Skip to main content

Local Filmmakers Showcase Dreams Big

Film Streams hosts its 1st annual Local Filmmakers Showcase
The Pioneers by Charles Fairbanks
Published on August 5, 2010

Share It!


Film Streams is more than theater. It’s a hub for the film community, hosting unique events, fostering discussion, and providing a forum for the continued appreciation of the craft of film making. Their upcoming Local Filmmakers Showcase embraces the community behind Film Streams, welcoming 13 local filmmakers and 14 short films, ranging in length from two to 35 minutes.

Though all of the filmmakers have local roots, they have studied everywhere from California to Texas, and beyond. The diversity of their influences promises for a whirlwind two hour show, taking viewers from small town Nebraska as far flung as a professional wrestler/auteur based in Mexico, all in the span of a normal feature film.

Friday night’s 7:30pm premiere will feature a special after party with the directors, a chance to meet, greet, network, and most importantly talk about the films (the event runs August 6 – 12 with special Saturday $5 pricing for August 7th’s North Downtown Days). We interviewed three directors with films appearing in the Showcase, Tim Guthrie, director of Recalling Trinity, Jorge Gomez, director of Illusions, and Lindsay Trapnell, director of Hump, to learn more about their craft and their expectations for the showcase.

A full list of the directors presenting film appears at the bottom.

Tim Guthrie, director of Recalling Trinity

What is Recalling Trinity about? Why should someone go see it?
Tim: I haven’t pointed this out to the people at Film Streams, but the showcase opens on August 6th, precisely 65 years since Little Boy was dropped on Hiroshima (Nagasaki was Aug 9th), which makes Friday a very appropriate day to screen the film.

The film is an experimental animation, rotoscoped from a interview with J. Robert Oppenheimer and many famous government clips of nuclear tests. In the Oppenheimer interview, he recalls the very first nuclear test, which was nicknamed "Trinity."

What is the local film community like in Omaha? How does it serve the greater Midwest area?
Tim: I wish I felt more comfortable referring to myself as a filmmaker, but as an artist, I work with various media and video is only one part of that palette, so film making is only a sliver of my work.  I think the community is strong, especially thanks to people like [Alexander Payne] and [Dana Altman of Northsea Films]. To be honest, I am honored to be associated with the community.

Are you familiar with the work of other Showcase directors? Who are you most excited to see and why?
Tim: Yes, I recognize many of the names and have seen some of the directors’ work.  I don’t want to pick a name, though, since I am excited to see all of the work.

What do you feel about the support of local arts organizations like Film Streams?
Tim: Film Streams is amazing.  We used to complain in college that Omaha needed something like Film Streams, but it took years for someone with the drive and vision of Rachel to come along and make it a reality.  I hope Film Streams is around 100 years from now.

What’s it like being an independent filmmaker, especially here? How do you get funding, actors, ideas…and why do you stay Omaha based?

■ AIM OF THE TASK
Extend the article about the Film Streams Local Filmmakers Showcase, starting right after its final question.

Excerpts from a location annotation dataset
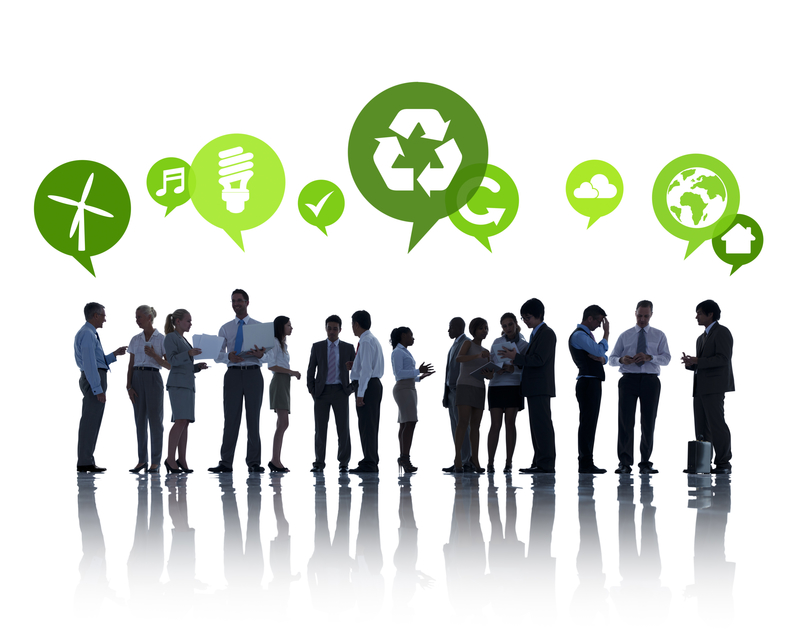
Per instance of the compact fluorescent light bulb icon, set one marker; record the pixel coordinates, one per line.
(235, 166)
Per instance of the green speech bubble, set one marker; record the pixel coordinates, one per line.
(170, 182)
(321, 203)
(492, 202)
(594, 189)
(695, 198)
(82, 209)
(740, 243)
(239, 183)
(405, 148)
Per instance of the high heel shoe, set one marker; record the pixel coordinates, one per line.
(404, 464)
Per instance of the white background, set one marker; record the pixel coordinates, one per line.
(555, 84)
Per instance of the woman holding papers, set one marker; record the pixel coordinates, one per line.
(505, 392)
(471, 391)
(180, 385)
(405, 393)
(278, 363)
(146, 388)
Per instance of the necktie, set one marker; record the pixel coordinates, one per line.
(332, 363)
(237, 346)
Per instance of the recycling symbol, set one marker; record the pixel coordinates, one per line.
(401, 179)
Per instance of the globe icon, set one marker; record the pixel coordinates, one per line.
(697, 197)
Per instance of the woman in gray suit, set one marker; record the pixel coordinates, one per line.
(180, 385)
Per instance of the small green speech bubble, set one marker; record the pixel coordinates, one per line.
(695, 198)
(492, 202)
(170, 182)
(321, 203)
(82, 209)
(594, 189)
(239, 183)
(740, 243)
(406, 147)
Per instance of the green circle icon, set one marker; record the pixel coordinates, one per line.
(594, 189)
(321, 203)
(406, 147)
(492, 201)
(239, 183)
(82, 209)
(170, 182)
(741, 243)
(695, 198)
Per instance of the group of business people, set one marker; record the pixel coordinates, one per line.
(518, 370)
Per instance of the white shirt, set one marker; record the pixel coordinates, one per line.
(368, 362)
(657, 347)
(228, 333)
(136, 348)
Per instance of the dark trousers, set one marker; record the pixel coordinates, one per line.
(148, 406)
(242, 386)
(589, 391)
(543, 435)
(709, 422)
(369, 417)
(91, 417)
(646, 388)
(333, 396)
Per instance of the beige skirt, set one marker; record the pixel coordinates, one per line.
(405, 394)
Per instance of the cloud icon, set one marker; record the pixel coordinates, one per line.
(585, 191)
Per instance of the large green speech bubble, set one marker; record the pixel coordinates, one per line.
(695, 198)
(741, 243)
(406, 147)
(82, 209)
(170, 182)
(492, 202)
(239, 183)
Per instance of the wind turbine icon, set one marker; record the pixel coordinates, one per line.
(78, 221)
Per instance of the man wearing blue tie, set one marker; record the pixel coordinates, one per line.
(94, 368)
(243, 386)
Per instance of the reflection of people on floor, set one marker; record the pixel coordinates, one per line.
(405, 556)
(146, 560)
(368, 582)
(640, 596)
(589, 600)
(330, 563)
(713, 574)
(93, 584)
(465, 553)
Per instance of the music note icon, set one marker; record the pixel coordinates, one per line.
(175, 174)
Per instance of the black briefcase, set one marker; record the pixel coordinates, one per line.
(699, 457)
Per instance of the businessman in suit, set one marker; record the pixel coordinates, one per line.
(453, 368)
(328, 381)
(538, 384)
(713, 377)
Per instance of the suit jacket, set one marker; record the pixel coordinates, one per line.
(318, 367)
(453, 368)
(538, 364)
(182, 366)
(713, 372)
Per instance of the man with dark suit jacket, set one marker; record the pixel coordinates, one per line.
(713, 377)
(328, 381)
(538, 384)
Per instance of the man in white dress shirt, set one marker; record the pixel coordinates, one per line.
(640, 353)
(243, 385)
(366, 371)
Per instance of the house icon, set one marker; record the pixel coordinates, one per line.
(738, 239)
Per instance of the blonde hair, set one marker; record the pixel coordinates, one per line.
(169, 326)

■ RESULT FOR THIS EXERCISE
Tim: In regards to the first question, refer to my earlier response.  I don’t have any funding or actors that I use (although I have leaned on Kevin Ehrhart in the past), but I certainly have plenty of ideas.  Since my work is generally experimental and rarely has much of a narrative, I might be a bit on the fringe.  I think it would be interesting to take on an ambitious feature project.  Right now, my current project, another animation, involves the work of a poet in Ireland named Mark Roper.  The nice thing about being in Omaha is that it is affordable and there is plenty of support, and with the internet, I can work with someone like Mark even though a vast ocean separates us.

Jorge Gomez, director of Illusions

Lindsay Trapnell, director of Hump

What is Hump about? Why should someone go see it?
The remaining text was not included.